Point placement records:

━━━━━━━━━━━━━━━━━━━━

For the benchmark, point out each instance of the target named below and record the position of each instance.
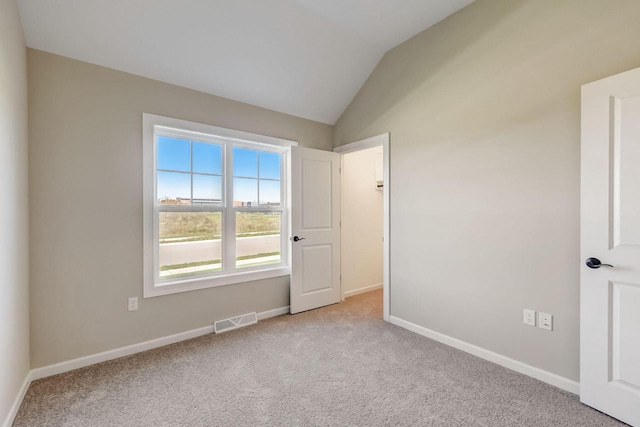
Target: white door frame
(377, 141)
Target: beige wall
(362, 209)
(14, 232)
(86, 219)
(484, 115)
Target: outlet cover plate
(545, 321)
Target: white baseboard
(348, 294)
(81, 362)
(18, 401)
(537, 373)
(273, 313)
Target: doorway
(365, 218)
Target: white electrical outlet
(545, 321)
(529, 317)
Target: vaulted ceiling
(307, 58)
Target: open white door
(610, 234)
(315, 223)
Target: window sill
(212, 282)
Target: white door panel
(610, 231)
(315, 220)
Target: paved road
(206, 250)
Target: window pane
(245, 162)
(207, 190)
(245, 192)
(270, 193)
(174, 154)
(270, 165)
(257, 238)
(207, 158)
(174, 188)
(189, 243)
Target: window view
(198, 222)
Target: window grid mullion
(230, 238)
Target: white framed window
(215, 206)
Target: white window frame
(156, 286)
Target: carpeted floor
(339, 365)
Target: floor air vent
(235, 322)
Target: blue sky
(251, 169)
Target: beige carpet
(339, 366)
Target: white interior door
(315, 223)
(610, 232)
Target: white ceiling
(307, 58)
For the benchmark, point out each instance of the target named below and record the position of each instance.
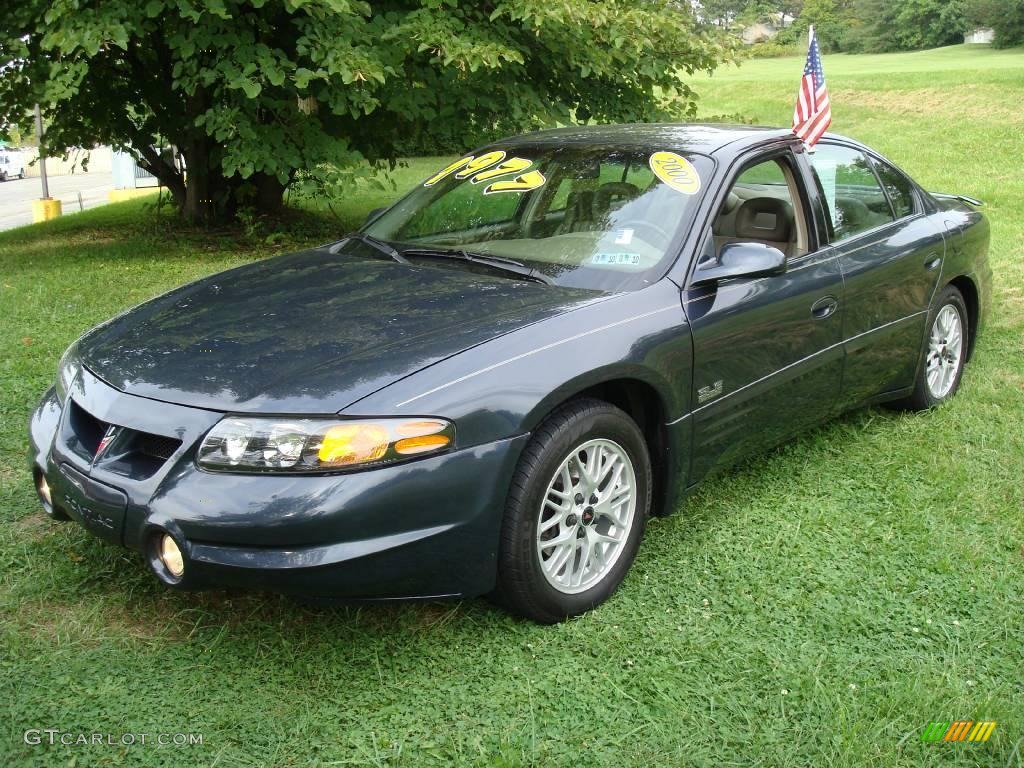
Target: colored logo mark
(960, 730)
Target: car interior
(760, 208)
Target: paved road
(16, 196)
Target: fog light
(171, 557)
(44, 489)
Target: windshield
(584, 216)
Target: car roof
(697, 137)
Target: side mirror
(741, 260)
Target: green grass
(817, 606)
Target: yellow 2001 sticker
(489, 166)
(676, 171)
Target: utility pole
(42, 157)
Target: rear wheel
(576, 512)
(944, 354)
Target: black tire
(923, 398)
(522, 587)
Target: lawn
(817, 606)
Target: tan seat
(767, 220)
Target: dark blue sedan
(492, 386)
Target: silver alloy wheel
(945, 347)
(586, 516)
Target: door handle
(823, 307)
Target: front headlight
(264, 444)
(67, 371)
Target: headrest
(764, 218)
(851, 214)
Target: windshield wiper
(378, 245)
(498, 263)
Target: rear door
(891, 255)
(767, 351)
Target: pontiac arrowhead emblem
(109, 436)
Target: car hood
(309, 333)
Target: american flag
(813, 114)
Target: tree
(833, 20)
(908, 25)
(255, 94)
(1005, 16)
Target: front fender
(506, 386)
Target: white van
(11, 165)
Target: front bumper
(424, 528)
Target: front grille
(156, 445)
(85, 431)
(131, 453)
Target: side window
(855, 201)
(763, 207)
(899, 188)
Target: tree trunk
(269, 193)
(209, 196)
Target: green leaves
(276, 86)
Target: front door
(768, 355)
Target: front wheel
(944, 354)
(576, 513)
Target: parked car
(11, 165)
(491, 386)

━━━━━━━━━━━━━━━━━━━━

WRITTEN TASK: Put the lines above into a numbered list, leaving out any blank lines. Keep the pictures out of your answer.

EXERCISE ANSWER:
1. For the benchmark, point out each instance of the target named below and record the position of each instance.
2. Target: white door frame
3. (377, 141)
4. Target: beige wall
5. (362, 209)
6. (14, 232)
7. (86, 219)
8. (484, 115)
9. Target: outlet cover plate
10. (545, 321)
11. Target: white baseboard
12. (348, 294)
13. (81, 362)
14. (18, 401)
15. (537, 373)
16. (273, 313)
17. Target: doorway
18. (365, 218)
19. Target: white electrical outlet
20. (545, 321)
21. (529, 317)
22. Target: vaulted ceiling
23. (307, 58)
24. Target: open white door
25. (610, 234)
26. (315, 223)
27. Target: window sill
28. (212, 282)
29. Target: white door panel
30. (610, 231)
31. (315, 220)
32. Target: paved road
33. (206, 250)
34. Target: window pane
35. (245, 162)
36. (207, 190)
37. (245, 192)
38. (270, 193)
39. (174, 154)
40. (270, 165)
41. (257, 238)
42. (207, 158)
43. (174, 188)
44. (189, 243)
45. Target: window view
46. (198, 222)
47. Target: window grid mullion
48. (230, 238)
49. Target: white framed window
50. (215, 206)
51. Target: white window frame
52. (156, 286)
53. Target: carpeted floor
54. (339, 365)
55. Target: floor air vent
56. (235, 322)
57. Target: blue sky
58. (251, 169)
59. Target: beige carpet
60. (339, 366)
61. Target: white interior door
62. (315, 223)
63. (610, 232)
64. Target: white ceiling
65. (307, 58)
66. For the benchmark, point out each instance of the target named below and record the position of each instance.
67. Target: colored logo mark
68. (960, 730)
69. Target: car interior
70. (760, 208)
71. Target: paved road
72. (16, 196)
73. Target: fog light
74. (171, 557)
75. (44, 489)
76. Target: windshield
77. (584, 216)
78. Target: car roof
79. (697, 137)
80. Target: side mirror
81. (741, 260)
82. Target: green grass
83. (817, 606)
84. Target: yellow 2001 sticker
85. (489, 166)
86. (676, 171)
87. Target: utility pole
88. (42, 157)
89. Target: rear wheel
90. (576, 512)
91. (944, 354)
92. Target: black tire
93. (923, 398)
94. (522, 587)
95. Target: lawn
96. (817, 606)
97. Target: tan seat
98. (767, 220)
99. Target: dark blue sedan
100. (492, 386)
101. Target: silver alloy wheel
102. (945, 347)
103. (586, 516)
104. Target: door handle
105. (823, 307)
106. Target: front headlight
107. (264, 444)
108. (67, 371)
109. Target: headrest
110. (764, 218)
111. (851, 214)
112. Target: windshield wiper
113. (378, 245)
114. (498, 263)
115. Target: rear door
116. (891, 255)
117. (767, 351)
118. Target: pontiac arrowhead emblem
119. (109, 436)
120. Target: car hood
121. (309, 333)
122. Target: american flag
123. (813, 114)
124. Target: tree
125. (833, 20)
126. (908, 25)
127. (255, 94)
128. (1005, 16)
129. Target: front fender
130. (506, 386)
131. Target: white van
132. (11, 165)
133. Target: front bumper
134. (424, 528)
135. Target: front grille
136. (156, 445)
137. (85, 431)
138. (131, 453)
139. Target: side window
140. (855, 201)
141. (763, 207)
142. (899, 188)
143. Target: tree trunk
144. (269, 193)
145. (209, 196)
146. Target: green leaves
147. (276, 86)
148. Target: front door
149. (768, 355)
150. Target: front wheel
151. (944, 354)
152. (576, 513)
153. Target: parked car
154. (11, 165)
155. (491, 386)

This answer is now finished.